• **To be done**: Gather every line in the records below that contains the word "from".

• **Data entries**:
- - - - - - -
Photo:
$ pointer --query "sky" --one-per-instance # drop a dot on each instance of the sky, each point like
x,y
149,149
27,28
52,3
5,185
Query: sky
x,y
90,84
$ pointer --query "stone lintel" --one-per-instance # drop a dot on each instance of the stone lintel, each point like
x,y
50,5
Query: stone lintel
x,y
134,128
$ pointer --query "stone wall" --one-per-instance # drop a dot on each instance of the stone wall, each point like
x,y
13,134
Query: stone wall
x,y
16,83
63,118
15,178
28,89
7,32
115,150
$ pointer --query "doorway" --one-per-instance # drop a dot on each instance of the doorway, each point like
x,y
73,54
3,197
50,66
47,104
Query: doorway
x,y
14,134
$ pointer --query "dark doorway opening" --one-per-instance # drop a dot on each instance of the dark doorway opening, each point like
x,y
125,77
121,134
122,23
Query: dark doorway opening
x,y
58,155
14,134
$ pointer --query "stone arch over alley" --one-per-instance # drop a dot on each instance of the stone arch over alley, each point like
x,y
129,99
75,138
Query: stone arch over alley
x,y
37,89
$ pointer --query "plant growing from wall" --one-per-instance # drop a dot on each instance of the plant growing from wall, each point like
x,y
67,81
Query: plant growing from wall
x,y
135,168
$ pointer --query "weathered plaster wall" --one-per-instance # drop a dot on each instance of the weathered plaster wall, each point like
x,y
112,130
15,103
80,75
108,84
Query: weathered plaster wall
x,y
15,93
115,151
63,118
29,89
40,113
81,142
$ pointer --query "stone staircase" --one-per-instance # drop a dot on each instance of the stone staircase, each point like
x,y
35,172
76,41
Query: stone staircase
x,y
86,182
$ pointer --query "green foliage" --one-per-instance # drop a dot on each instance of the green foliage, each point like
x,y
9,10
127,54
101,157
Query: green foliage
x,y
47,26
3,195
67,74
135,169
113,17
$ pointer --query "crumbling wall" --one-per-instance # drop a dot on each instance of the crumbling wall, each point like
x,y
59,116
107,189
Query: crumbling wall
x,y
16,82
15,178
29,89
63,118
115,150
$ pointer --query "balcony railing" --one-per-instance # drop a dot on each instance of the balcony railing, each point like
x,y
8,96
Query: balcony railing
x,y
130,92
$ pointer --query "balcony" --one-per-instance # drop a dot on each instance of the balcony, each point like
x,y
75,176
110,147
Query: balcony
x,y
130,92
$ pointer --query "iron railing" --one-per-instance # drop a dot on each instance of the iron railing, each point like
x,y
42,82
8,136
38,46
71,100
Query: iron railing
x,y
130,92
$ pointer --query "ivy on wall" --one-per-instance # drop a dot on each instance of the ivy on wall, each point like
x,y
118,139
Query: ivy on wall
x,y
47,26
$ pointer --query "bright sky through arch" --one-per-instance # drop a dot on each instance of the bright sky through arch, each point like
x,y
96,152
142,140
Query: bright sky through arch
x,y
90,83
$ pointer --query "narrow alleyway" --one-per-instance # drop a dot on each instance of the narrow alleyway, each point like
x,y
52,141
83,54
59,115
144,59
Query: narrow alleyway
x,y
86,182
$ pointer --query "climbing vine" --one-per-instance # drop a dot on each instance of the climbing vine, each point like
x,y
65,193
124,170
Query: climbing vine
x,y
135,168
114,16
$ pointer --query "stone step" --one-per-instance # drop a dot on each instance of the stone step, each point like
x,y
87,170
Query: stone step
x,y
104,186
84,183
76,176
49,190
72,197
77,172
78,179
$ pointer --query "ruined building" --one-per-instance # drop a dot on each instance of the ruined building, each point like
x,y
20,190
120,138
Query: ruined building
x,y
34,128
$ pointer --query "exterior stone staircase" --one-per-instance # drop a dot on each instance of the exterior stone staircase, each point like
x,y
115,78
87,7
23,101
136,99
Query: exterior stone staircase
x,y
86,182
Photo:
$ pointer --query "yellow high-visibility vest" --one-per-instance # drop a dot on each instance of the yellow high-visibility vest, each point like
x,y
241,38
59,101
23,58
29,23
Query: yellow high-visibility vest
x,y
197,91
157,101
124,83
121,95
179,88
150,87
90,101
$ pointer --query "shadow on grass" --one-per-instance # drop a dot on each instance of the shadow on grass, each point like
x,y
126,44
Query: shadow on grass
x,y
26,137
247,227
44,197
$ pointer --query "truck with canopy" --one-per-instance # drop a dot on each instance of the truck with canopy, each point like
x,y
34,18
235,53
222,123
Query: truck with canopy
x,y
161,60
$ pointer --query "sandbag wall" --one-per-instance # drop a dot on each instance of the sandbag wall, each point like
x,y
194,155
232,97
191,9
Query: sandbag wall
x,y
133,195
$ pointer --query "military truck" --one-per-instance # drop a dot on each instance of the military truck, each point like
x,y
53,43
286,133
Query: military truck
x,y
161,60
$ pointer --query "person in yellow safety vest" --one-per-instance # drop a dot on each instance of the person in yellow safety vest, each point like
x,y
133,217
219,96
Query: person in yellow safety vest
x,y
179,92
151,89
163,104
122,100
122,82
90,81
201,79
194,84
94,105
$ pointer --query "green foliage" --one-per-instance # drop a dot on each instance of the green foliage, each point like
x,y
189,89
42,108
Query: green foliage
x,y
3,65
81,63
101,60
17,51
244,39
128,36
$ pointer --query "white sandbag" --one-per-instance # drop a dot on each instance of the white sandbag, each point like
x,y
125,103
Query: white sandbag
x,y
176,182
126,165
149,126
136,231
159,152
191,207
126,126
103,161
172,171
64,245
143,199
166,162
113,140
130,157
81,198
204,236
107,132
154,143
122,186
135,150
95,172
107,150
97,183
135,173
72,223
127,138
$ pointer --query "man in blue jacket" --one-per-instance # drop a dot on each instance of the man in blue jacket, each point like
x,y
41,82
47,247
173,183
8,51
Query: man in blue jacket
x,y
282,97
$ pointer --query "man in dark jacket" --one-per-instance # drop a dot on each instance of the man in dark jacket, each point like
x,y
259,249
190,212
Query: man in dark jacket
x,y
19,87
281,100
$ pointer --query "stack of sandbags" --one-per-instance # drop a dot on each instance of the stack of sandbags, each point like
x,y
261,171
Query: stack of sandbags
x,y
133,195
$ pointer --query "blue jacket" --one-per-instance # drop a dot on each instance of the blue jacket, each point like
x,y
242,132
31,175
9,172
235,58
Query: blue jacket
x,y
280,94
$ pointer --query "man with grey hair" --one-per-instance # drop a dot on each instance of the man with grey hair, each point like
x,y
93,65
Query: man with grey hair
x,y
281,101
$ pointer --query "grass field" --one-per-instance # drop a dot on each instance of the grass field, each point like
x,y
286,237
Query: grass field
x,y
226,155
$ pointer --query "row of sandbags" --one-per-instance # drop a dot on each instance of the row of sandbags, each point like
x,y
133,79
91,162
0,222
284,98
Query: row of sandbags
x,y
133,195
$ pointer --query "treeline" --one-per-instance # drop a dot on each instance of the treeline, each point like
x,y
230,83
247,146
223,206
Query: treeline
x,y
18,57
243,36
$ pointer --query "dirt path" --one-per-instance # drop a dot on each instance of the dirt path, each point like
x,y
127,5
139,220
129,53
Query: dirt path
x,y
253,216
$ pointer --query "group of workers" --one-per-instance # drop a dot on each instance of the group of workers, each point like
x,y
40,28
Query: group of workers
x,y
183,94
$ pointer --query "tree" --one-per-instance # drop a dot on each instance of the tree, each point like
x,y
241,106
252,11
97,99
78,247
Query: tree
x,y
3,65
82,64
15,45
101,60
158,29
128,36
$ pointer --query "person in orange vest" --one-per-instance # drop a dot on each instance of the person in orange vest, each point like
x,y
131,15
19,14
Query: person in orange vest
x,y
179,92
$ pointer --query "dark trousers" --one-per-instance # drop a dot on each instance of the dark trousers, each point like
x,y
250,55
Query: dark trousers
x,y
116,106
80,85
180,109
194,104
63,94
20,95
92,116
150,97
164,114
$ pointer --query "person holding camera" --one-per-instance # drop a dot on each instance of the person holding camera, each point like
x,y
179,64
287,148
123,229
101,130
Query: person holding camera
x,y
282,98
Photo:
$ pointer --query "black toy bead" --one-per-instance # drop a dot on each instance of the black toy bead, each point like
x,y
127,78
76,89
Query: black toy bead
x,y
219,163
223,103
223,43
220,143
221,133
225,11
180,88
- - - - - - -
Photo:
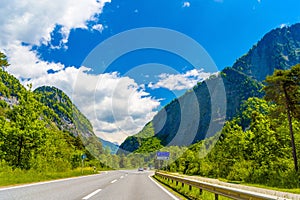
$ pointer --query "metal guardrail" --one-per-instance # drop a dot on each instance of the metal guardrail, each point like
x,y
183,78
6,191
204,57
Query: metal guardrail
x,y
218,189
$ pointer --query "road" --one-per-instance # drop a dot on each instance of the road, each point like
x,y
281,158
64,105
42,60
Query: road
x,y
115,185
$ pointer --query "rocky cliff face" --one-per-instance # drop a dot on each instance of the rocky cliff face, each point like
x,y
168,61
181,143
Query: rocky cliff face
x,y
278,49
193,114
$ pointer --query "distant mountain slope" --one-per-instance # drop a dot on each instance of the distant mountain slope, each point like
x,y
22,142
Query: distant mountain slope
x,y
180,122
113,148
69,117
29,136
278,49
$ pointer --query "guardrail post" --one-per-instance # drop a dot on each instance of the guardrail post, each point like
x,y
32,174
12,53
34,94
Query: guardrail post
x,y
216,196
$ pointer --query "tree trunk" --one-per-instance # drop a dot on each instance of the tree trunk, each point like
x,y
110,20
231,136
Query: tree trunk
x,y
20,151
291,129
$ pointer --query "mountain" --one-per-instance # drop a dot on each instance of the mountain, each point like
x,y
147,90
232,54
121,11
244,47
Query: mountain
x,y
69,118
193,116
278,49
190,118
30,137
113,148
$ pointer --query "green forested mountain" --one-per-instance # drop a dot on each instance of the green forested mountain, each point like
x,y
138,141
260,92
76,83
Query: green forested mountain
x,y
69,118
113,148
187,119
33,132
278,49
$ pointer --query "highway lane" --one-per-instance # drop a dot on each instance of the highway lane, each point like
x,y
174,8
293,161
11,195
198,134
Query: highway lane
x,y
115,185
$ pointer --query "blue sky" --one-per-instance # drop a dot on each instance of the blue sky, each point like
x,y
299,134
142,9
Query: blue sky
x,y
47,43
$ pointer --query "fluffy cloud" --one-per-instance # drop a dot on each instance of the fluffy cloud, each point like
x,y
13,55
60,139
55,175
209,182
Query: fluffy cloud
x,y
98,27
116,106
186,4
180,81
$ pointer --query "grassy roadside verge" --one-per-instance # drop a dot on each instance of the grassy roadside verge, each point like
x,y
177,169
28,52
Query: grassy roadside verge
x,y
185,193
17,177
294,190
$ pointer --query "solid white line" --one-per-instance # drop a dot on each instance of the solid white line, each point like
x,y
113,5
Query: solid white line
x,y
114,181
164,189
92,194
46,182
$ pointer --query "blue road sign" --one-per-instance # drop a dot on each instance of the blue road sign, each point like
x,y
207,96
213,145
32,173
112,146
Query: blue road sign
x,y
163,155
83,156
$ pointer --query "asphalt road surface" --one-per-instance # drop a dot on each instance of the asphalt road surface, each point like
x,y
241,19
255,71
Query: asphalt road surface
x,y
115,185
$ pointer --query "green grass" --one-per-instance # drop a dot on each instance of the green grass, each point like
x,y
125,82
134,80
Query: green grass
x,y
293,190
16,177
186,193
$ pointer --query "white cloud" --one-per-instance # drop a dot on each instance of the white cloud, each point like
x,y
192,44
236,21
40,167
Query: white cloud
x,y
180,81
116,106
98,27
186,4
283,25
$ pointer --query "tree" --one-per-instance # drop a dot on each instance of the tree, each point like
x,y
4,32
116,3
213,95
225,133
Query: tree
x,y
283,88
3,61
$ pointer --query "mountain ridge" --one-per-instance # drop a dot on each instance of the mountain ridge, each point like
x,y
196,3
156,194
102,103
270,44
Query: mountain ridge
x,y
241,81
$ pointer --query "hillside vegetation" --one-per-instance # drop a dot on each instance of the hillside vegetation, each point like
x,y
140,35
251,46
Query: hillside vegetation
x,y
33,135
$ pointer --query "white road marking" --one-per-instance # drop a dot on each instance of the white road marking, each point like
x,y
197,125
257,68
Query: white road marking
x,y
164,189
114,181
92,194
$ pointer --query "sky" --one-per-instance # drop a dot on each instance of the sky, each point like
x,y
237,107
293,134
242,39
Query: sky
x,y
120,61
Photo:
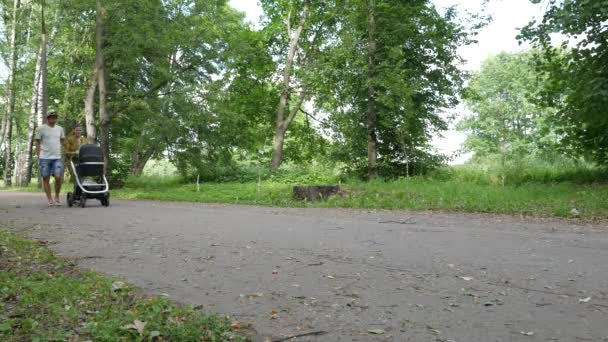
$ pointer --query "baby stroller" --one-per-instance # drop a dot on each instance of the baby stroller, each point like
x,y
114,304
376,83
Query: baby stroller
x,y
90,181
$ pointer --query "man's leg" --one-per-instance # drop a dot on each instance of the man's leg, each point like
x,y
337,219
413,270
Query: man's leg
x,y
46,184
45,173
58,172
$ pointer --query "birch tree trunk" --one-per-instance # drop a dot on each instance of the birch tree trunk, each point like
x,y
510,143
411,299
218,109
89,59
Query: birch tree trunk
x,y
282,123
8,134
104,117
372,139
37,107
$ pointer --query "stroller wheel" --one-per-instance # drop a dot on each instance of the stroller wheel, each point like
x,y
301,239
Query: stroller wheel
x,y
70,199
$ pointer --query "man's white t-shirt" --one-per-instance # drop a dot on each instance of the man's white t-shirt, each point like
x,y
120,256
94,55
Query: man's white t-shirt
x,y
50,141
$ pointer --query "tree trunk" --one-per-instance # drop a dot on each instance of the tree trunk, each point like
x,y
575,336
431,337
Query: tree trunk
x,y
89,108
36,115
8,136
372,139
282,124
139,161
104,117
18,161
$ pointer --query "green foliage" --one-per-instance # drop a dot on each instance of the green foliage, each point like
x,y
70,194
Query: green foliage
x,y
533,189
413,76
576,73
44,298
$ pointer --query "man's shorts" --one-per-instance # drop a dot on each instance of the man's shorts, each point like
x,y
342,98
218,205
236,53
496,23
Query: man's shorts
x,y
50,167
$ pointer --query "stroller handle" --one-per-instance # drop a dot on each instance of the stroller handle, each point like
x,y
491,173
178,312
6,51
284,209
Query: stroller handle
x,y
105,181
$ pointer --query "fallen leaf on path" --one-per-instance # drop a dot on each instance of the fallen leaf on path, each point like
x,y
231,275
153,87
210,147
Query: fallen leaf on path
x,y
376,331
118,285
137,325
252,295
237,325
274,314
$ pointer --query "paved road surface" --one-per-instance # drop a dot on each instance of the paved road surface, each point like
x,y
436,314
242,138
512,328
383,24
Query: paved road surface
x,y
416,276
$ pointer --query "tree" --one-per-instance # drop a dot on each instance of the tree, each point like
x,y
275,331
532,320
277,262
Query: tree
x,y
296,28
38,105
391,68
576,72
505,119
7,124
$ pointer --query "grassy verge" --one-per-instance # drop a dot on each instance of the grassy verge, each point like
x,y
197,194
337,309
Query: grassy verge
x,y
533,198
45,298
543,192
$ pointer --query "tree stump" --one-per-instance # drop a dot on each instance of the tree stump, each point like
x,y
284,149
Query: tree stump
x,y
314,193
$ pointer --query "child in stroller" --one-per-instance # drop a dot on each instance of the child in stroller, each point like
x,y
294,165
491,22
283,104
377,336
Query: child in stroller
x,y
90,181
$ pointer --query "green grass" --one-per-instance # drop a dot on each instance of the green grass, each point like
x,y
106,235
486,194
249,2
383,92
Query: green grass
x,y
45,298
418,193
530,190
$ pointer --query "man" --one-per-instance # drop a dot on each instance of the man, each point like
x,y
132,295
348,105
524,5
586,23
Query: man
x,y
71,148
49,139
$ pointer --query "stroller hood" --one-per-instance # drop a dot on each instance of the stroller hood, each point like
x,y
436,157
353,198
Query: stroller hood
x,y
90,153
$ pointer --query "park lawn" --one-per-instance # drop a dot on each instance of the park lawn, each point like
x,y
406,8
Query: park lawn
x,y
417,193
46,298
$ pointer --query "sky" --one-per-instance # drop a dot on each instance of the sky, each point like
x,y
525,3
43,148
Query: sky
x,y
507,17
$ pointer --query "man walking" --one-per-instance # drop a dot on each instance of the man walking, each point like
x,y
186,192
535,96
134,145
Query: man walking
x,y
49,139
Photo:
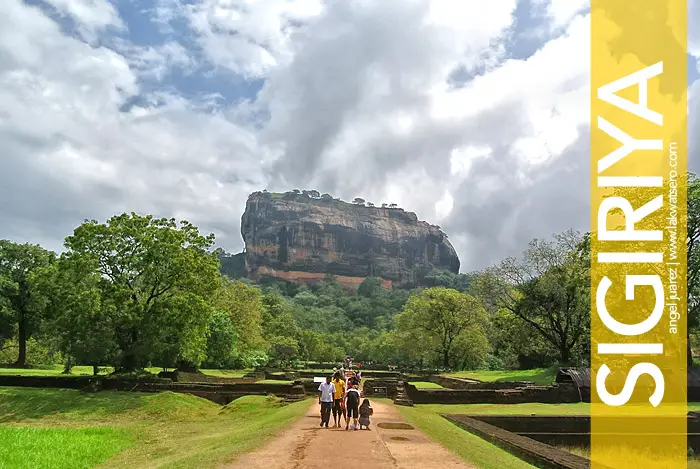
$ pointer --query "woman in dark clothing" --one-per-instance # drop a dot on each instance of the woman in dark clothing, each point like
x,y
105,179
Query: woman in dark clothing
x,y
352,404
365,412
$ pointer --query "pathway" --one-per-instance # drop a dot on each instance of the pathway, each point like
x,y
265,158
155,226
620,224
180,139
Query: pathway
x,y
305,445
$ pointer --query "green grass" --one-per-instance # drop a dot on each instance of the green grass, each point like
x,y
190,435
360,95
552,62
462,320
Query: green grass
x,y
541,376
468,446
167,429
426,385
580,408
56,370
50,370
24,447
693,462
- - - - - - -
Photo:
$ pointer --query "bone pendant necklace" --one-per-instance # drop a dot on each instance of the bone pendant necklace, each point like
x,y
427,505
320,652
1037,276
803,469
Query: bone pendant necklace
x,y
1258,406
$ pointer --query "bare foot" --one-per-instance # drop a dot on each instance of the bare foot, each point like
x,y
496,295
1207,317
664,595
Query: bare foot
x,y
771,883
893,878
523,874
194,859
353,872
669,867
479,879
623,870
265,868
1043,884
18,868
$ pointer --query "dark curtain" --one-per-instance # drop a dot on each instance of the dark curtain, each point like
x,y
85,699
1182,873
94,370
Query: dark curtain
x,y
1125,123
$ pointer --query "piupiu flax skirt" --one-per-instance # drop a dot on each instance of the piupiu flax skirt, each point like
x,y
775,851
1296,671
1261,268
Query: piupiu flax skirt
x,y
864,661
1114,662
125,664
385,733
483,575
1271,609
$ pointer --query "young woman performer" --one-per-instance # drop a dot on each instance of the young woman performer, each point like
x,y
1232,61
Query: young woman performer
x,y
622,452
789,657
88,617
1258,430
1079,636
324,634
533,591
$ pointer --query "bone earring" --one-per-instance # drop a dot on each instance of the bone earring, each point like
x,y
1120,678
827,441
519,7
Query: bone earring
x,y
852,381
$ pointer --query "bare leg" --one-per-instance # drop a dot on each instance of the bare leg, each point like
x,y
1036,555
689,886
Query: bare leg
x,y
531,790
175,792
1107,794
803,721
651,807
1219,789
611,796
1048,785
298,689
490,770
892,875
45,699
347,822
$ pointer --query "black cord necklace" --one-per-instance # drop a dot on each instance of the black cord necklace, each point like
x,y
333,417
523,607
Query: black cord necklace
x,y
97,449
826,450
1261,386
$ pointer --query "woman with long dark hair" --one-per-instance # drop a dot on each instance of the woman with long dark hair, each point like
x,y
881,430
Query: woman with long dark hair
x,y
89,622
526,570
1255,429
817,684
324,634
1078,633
- - - - - - -
• **Output of the task**:
$ pointer --query "plant growing from wall" --one-per-instance # drop a dot on each instance of the plant growing from wall, each point like
Query: plant growing from wall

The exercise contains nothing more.